_SOURCE EXTRACT_:
## Begin

Yellen also noted that balance sheet normalisation (the process of slowly reducing the central bank’s balance sheet) will need to be implemented soon through slowing the reinvestment of maturing assets. Yellen noted that this process will also occur gradually, giving private investors enough time to absorb these assets in the market, thereby not putting too much sudden upward pressure on bond yields. We think the Fed is likely to announce this normalisation at its September meeting – before the next interest rate hike. Although interest rate hikes and balance sheet management are two separate and different monetary policy tools, there is a risk that using both policy levers at the same time may cause unwanted market disruptions in the current economic environment. While interest rate adjustments are conditional on (predominately) inflation and employment outcomes, balance sheet roll off is not conditional on these indicators meeting the Fed’s expectations. The actual impact of balance sheet normalisation on the economy will be felt less in the economy than an interest rate hike. On our estimates, total balance sheet run-off in 2018 would equate to around 1.5 rate hikes (or around 40 basis points).
The Bank of Canada (BoC) followed up on it recent hawkish commentary by hiking interest rates for the first time in seven years to 0.75% (but this rate rise was expected by markets). Better than expected GDP growth recently has narrowed the output gap (the difference between actual and potential growth) which allows for higher interest rates.
The Australian and Canadian economies have some similarities in economic performance lately (both are very reliant on commodity exports and have recently experienced a significant house price boom) so the risk is that there could be an expectation for the Reserve Bank of Australia (RBA) to turn hawkish. But we do not see the BoC hike as an early sign of near-term RBA rate rises. We see three key differences between the Australian and Canadian economies that will keep the Reserve Bank of Australia on hold for now:
- Policy rates are still lower in Canada (at 0.75% vs Australia at 1.50%). The BoC cut the policy rate twice in 2015 as an “insurance” cut to the significant oil price slump and are now playing catch-up to normalise rates.
- Australia is still in the end of a mining capex decline which will act as a drag on growth while Canadian growth has been increasing over the past year.
- The Canadian economy is most reliant on the US economy (where growth is lifting) as its major trading partner while Australia is most reliant on China (where growth is slowing).
These factors argue for a cautious RBA for now. Currently, the market expects that the BoC will lift interest rates to 1.50% in a year’s time. The risk is that hikes are less frequent, as has been the experience with the Fed given global low inflation and wages growth.

## End

_TASK OBJECTIVE_:
What comes next in the commentary on Fed and Bank of Canada policy? Continue it from the point where it stops. The records play no part in any task here.

Object pointing dataset records
## Begin

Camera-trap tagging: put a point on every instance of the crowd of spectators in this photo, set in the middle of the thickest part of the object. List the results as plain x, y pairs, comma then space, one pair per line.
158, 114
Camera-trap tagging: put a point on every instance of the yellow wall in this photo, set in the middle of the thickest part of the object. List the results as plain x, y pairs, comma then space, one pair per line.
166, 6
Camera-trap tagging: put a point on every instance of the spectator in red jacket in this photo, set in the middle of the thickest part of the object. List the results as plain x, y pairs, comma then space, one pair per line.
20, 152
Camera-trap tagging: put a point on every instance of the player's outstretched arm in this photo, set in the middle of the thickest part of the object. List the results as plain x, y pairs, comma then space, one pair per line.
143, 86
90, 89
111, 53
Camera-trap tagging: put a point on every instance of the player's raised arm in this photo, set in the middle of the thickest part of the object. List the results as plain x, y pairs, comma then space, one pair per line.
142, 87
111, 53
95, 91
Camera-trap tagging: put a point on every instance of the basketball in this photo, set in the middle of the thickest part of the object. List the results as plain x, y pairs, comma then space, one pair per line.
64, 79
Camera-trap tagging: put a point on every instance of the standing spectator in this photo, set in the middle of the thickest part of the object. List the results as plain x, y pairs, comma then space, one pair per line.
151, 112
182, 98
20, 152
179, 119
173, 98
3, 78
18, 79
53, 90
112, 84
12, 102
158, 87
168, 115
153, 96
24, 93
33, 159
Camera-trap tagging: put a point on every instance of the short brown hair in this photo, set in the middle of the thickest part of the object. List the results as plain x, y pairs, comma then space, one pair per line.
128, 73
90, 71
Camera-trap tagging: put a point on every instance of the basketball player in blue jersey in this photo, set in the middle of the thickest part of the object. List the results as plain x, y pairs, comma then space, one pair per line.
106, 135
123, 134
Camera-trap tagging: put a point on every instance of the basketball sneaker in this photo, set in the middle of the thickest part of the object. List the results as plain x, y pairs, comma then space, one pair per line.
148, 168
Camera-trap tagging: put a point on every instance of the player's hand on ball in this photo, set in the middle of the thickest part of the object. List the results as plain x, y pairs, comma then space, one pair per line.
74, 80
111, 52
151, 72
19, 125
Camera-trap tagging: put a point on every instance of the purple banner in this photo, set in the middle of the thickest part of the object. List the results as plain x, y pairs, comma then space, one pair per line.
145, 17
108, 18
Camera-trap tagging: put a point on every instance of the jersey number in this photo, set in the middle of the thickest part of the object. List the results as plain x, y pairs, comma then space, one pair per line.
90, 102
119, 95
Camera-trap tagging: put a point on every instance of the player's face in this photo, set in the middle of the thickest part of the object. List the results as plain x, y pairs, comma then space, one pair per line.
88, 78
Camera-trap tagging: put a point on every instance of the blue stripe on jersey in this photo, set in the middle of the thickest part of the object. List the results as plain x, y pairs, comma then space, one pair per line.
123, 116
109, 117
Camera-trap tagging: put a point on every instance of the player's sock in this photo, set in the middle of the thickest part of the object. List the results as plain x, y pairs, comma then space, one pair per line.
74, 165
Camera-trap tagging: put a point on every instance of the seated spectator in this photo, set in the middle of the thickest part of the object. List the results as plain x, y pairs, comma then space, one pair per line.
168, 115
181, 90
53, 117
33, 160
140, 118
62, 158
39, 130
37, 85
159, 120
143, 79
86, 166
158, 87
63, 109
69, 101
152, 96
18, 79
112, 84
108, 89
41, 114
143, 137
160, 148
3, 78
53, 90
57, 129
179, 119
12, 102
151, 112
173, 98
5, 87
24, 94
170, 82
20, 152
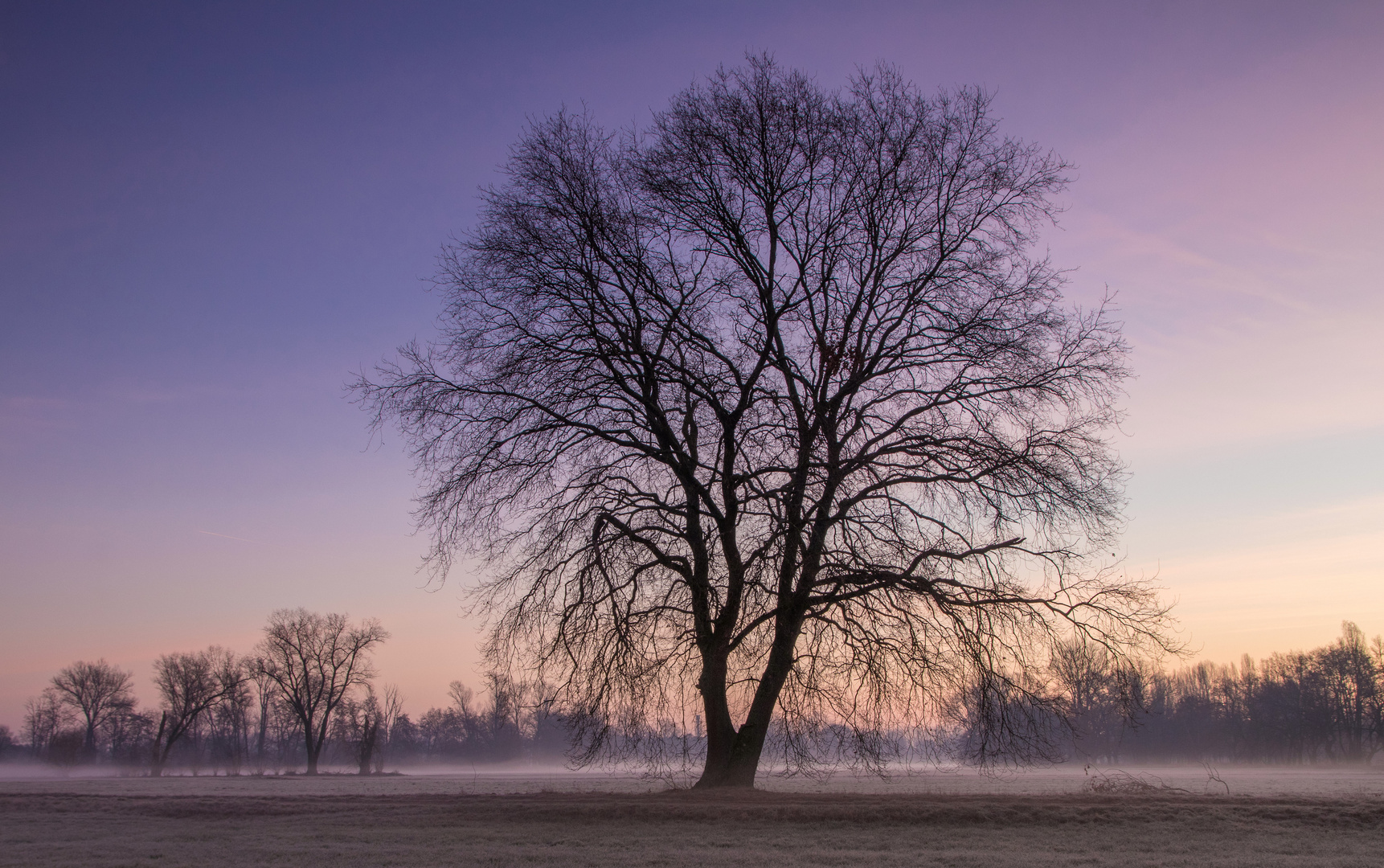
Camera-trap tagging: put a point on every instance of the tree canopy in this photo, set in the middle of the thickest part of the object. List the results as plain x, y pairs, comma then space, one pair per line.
770, 411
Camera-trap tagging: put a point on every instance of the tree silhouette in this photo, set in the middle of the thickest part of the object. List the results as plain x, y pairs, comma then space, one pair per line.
316, 661
772, 403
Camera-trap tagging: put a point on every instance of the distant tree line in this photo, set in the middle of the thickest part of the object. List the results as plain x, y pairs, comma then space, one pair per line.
303, 698
1301, 706
306, 695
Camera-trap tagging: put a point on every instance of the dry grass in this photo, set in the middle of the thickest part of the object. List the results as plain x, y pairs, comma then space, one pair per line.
684, 828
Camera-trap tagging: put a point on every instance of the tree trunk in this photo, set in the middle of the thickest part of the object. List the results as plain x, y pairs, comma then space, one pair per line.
313, 749
732, 756
159, 755
367, 743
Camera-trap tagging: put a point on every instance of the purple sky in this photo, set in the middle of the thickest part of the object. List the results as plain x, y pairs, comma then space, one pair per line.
211, 215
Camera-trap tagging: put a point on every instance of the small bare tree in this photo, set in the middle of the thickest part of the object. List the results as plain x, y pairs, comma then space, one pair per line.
316, 661
44, 718
391, 710
772, 404
191, 686
97, 691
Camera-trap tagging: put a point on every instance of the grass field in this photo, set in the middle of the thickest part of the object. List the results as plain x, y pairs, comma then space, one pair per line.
343, 821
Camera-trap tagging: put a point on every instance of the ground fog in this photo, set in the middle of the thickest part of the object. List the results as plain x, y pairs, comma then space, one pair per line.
1272, 817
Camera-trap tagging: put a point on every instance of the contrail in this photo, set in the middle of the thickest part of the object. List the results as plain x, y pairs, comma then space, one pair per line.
228, 538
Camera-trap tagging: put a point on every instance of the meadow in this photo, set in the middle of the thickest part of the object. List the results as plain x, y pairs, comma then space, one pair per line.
1272, 817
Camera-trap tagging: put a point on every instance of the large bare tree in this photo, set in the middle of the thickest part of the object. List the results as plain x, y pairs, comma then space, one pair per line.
316, 661
772, 403
99, 691
191, 684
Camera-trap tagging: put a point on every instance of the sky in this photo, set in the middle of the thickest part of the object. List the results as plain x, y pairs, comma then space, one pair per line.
214, 215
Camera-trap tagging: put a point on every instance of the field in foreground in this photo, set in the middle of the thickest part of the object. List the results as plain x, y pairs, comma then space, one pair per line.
277, 825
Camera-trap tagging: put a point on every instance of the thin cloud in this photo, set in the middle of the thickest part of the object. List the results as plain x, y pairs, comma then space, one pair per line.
226, 536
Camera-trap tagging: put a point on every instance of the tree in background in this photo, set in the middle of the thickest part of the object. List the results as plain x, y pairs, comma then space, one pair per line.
191, 686
44, 718
316, 661
97, 691
391, 712
772, 403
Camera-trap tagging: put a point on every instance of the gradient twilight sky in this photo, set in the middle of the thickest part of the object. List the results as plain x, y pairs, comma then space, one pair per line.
212, 214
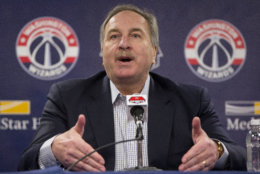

## End

_ANSWER TO THE TASK_:
Major global economic events and implications
US data was mixed. The beige book saw most districts report a “modest” or “moderate” pace of growth with more signs of a tightening labour market leading to some wage pressures. NFIB small business optimism was a little weaker in June, but still remains well above pre-election outcomes, producer prices were firmer in June, but Bloomberg consumer confidence was weaker over the past week. Retail sales disappointed in June and consumer price data was weak over the month. The government’s healthcare reform plan (Affordable Care Act) is still in play, with the new Senate version of the legislation released this week. We think that there is a good chance that healthcare reform will be agreed upon before the recess in mid-August, giving more hope for taxation reform changes.
In the Eurozone, May industrial production was higher. The UK unemployment rate fell to its lowest level since 1975.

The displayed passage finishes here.